### SET OF TASKS
• a. In the case summary, how long was the crack sentence Regalado received?
• b. Name every judge listed in the case summary's heading.
• c. Rewrite the case summary from "United States v." through "a Crosby remand.", putting "appeals court" in place of "circuit".

=== PASSAGE GIVEN ===

United States v. Regalado, No. 05-5379-cr (2d Cir. March 4, 2008) (Jacobs, Pooler, Sack, CJJ) (per curiam)
At last, the circuit has told us what to do in light of Kimbrough. And the answer is, in essence, a Crosby remand.
Regalado received a 262-month crack sentence, the bottom of the Guideline range (he was not a career offender). The sentencing judge said nothing about the 100-to-1 crack/cocaine disparity and the defendant never raised it. Due to this silence, the appellate court concluded that it could not “tell whether the district court would have exercised its now clear discretion to mitigate the sentencing range produced by the 100-to-1 ratio.” To solve the problem, the court decided to import the “Crosby mechanism” to crack cases.

=== RECORDED INFORMATION ===

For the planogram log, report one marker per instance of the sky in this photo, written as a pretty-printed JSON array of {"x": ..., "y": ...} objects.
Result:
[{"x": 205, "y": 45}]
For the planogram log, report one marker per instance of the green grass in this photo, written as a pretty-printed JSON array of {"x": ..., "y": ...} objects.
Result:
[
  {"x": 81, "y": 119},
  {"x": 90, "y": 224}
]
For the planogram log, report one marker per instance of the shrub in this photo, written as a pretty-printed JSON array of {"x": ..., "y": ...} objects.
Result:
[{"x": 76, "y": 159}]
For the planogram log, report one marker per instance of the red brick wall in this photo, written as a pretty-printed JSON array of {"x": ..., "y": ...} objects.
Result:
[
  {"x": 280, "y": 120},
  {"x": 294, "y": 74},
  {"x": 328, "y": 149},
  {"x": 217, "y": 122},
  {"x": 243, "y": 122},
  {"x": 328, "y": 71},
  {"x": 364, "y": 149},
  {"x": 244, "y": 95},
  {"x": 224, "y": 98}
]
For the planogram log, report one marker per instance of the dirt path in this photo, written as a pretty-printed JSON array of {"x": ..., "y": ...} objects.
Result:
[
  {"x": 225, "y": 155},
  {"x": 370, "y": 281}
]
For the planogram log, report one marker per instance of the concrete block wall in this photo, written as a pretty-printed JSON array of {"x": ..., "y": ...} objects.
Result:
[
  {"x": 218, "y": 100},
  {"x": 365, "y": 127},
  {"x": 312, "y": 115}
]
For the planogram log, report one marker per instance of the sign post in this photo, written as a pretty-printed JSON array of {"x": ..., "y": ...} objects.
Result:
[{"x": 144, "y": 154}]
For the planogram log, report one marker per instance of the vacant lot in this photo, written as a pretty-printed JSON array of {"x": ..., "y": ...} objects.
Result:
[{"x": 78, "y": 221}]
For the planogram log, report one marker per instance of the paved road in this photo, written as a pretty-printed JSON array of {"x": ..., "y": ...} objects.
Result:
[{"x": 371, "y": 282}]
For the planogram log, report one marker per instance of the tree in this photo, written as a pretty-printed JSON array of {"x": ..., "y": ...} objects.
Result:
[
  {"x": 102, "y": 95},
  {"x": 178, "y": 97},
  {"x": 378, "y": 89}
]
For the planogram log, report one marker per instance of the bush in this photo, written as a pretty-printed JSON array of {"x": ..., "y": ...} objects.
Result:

===

### FULL SOLUTIONS
• a. 262 months

• b. Jacobs, Pooler, Sack

• c.
United States v. Regalado, No. 05-5379-cr (2d Cir. March 4, 2008) (Jacobs, Pooler, Sack, CJJ) (per curiam)
At last, the appeals court has told us what to do in light of Kimbrough. And the answer is, in essence, a Crosby remand.